(Lines of data)
-- start --
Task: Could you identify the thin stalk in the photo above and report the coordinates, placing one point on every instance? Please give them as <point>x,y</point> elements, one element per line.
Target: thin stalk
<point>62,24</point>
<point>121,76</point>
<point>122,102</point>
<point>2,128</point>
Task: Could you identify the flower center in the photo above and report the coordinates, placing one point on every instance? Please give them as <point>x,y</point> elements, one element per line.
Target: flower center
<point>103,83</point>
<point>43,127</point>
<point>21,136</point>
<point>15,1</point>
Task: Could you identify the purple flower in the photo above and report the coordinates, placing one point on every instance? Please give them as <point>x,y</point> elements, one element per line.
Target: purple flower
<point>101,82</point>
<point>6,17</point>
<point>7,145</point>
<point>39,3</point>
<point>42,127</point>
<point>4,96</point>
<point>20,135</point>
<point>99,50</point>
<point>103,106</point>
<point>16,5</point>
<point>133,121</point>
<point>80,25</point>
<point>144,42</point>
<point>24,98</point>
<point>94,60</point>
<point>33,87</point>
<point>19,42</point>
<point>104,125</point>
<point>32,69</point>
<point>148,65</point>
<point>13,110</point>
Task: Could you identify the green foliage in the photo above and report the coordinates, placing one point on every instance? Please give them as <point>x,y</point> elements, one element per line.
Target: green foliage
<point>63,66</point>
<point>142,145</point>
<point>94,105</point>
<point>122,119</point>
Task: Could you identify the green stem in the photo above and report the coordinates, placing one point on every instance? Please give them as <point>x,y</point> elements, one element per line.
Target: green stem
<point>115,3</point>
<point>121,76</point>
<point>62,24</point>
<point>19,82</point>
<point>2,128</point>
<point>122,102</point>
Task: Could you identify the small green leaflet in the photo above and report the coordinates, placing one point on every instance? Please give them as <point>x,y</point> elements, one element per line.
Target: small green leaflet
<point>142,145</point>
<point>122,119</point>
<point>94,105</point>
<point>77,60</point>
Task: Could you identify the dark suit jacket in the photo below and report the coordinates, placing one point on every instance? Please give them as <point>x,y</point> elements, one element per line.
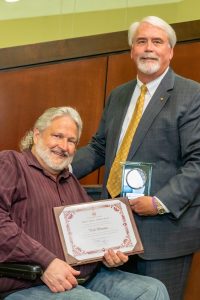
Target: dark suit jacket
<point>169,137</point>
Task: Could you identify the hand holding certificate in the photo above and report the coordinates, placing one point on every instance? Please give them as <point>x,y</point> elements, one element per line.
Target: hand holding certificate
<point>88,230</point>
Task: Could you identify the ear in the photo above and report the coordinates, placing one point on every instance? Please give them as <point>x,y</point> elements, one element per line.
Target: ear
<point>36,135</point>
<point>171,54</point>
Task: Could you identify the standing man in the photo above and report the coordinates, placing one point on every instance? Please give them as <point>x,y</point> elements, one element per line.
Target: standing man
<point>31,184</point>
<point>166,134</point>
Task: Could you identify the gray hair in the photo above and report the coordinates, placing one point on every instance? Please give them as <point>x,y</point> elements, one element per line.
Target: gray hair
<point>155,21</point>
<point>45,120</point>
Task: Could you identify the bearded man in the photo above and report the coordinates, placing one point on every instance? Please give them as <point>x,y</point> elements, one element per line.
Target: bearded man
<point>161,128</point>
<point>32,183</point>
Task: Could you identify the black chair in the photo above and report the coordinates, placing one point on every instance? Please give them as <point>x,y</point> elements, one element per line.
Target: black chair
<point>33,271</point>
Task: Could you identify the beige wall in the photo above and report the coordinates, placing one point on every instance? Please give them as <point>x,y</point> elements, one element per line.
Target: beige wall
<point>24,24</point>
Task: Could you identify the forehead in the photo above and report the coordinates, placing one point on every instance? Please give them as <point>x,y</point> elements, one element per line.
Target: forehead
-- end --
Goal of the exercise: Give the lines of data above as a numbered list, leaving out any blank lines and including every row. Keep the pictures out of your answer.

Result for this exercise:
1. Task: Could you identify the thin stalk in the photo above and report the coordinates, placing one point on every instance? Please give them as <point>x,y</point> elements, one element per line.
2. Target: thin stalk
3. <point>62,24</point>
4. <point>121,76</point>
5. <point>122,102</point>
6. <point>2,128</point>
7. Task: Could you identify the flower center in the photo above and report the coordinates, placing one point on every instance? Please give them as <point>x,y</point> elements, one element per line.
8. Target: flower center
9. <point>103,83</point>
10. <point>43,127</point>
11. <point>21,136</point>
12. <point>15,1</point>
13. Task: Could you identify the purple flower in the photo above and report the coordinates, placing one point on every instance? Please give them as <point>x,y</point> elements, one element per line.
14. Target: purple flower
15. <point>101,82</point>
16. <point>6,17</point>
17. <point>7,145</point>
18. <point>39,3</point>
19. <point>42,127</point>
20. <point>4,96</point>
21. <point>20,135</point>
22. <point>99,50</point>
23. <point>103,106</point>
24. <point>16,5</point>
25. <point>133,121</point>
26. <point>80,25</point>
27. <point>144,42</point>
28. <point>24,98</point>
29. <point>94,60</point>
30. <point>33,87</point>
31. <point>19,42</point>
32. <point>104,125</point>
33. <point>32,69</point>
34. <point>148,65</point>
35. <point>13,110</point>
36. Task: Could you identify the green foliage in the photo above and report the coordinates, placing one point on every instance? Please give them as <point>x,y</point> elements, one element per line.
37. Target: green foliage
38. <point>63,66</point>
39. <point>142,145</point>
40. <point>94,105</point>
41. <point>122,119</point>
42. Task: Could you identify the green stem in the photo above and report the coordinates, placing one point on every instance? Please give them as <point>x,y</point> elements, one element per line.
43. Target: green stem
44. <point>115,3</point>
45. <point>121,76</point>
46. <point>62,24</point>
47. <point>19,82</point>
48. <point>2,128</point>
49. <point>122,102</point>
50. Task: Could you identify the small green leaflet in the photo above and report the coordinates, placing one point on every instance? Please give them as <point>x,y</point> elements, one element per line.
51. Target: small green leaflet
52. <point>142,145</point>
53. <point>122,119</point>
54. <point>94,105</point>
55. <point>77,60</point>
56. Task: Could you identify the dark suit jacket in the photo below and report the coordinates, placing one point on every instance? Please give them as <point>x,y</point> elements, one element per line.
57. Target: dark suit jacket
58. <point>169,137</point>
59. Task: Could you identify the hand holding certificate in the photo above and report the coordinates, placing one point on every instance? Please give them as <point>x,y</point> elements, one element per line.
60. Target: hand holding certificate
61. <point>88,230</point>
62. Task: Could you identify the ear in the photo above and report the coordinates, placing one point on every instance? Please give them as <point>x,y</point> elements, one element per line.
63. Target: ear
64. <point>36,135</point>
65. <point>171,54</point>
66. Task: Could you identify the standing man in the photo above and report the coordinates, placing one point on every instance? Please give them as <point>x,y</point> elements, one element per line.
67. Target: standing man
68. <point>31,184</point>
69. <point>166,134</point>
70. Task: Could you identify the gray hair in the photo above and report the coordinates, placing one point on every instance? Please give them as <point>x,y</point> elements, one element per line.
71. Target: gray hair
72. <point>155,21</point>
73. <point>45,120</point>
74. Task: Could you identify the bearded man in the photo above and report the coordinates, placing one point on every instance? Please give them as <point>x,y</point> elements, one element per line.
75. Target: bearded man
76. <point>161,128</point>
77. <point>32,183</point>
78. Task: Could you identify the black chair in the photo above and report the coordinates, placing one point on every instance? Please give them as <point>x,y</point> elements, one element per line.
79. Target: black chair
80. <point>33,271</point>
81. Task: Could you identify the beige wall in the photo above and report the coordinates, placing one point on every instance? Please give them as <point>x,y</point> elements, one element per line.
82. Target: beige wall
83. <point>24,24</point>
84. Task: Could you identify the forehead in the photo above and report the coordinates, placing one point on every instance? Please give them as <point>x,y</point> elements, one element per line.
85. Target: forehead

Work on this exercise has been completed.